### [EXERCISE OBJECTIVE]
Looking through the entries, count each line where the string "Target" occurs, and write only the total.

┌─ PROVIDED DATA

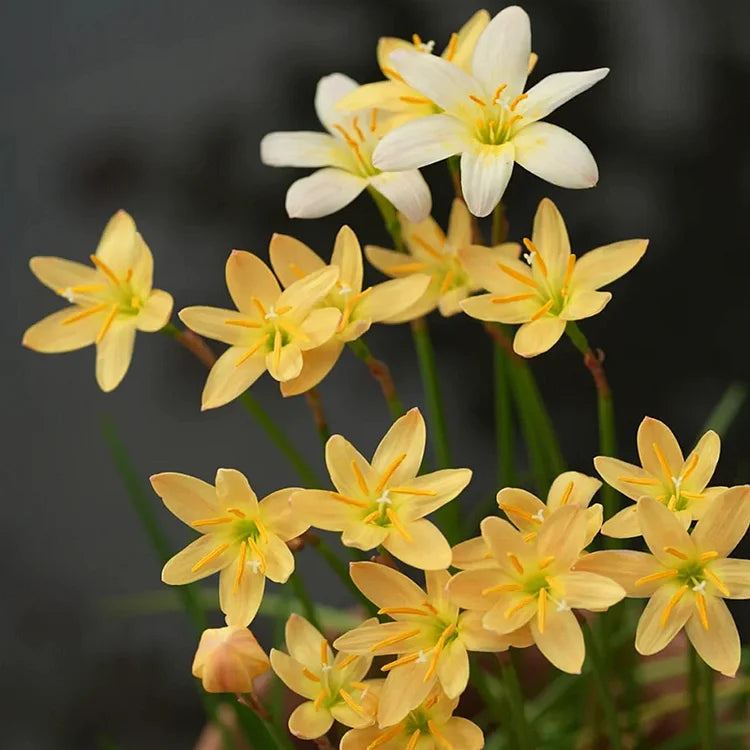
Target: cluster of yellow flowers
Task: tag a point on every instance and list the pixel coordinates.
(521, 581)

└─
┌─ PROVIDED DATA

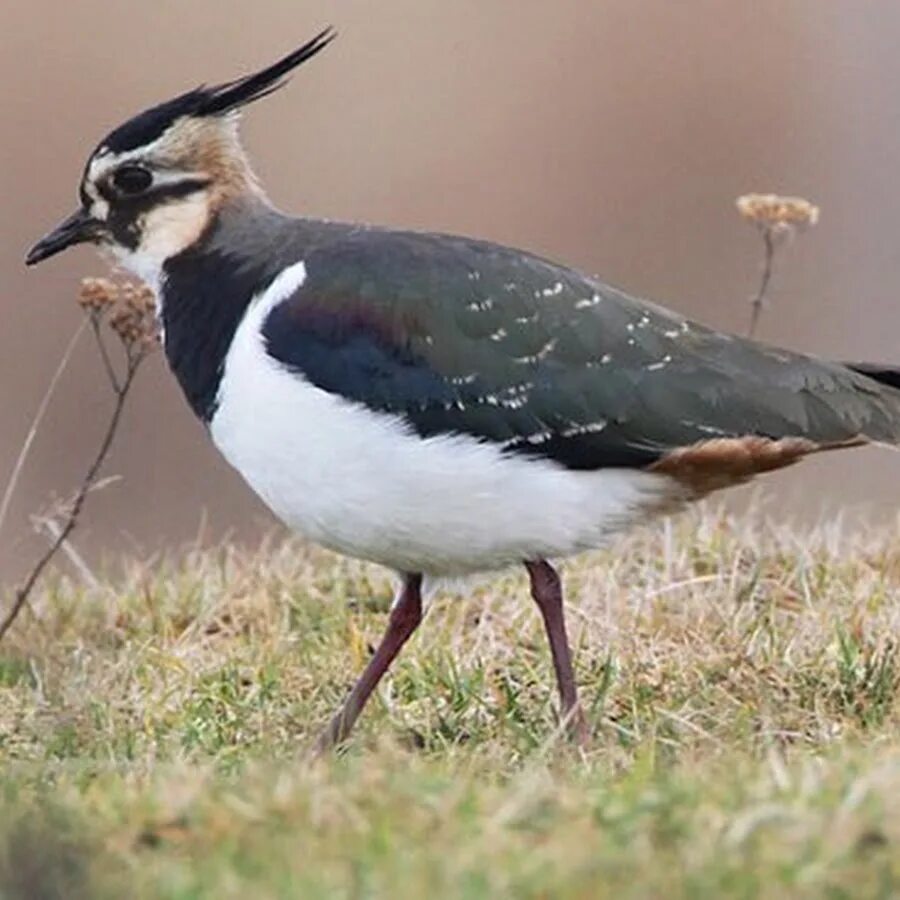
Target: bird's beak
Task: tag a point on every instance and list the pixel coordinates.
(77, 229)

└─
┌─ PROVIDED DATA

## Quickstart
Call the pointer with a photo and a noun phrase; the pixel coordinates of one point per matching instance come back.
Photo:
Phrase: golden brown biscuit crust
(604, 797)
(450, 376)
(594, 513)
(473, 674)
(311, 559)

└─

### [RESPONSE TO THIS EXERCISE]
2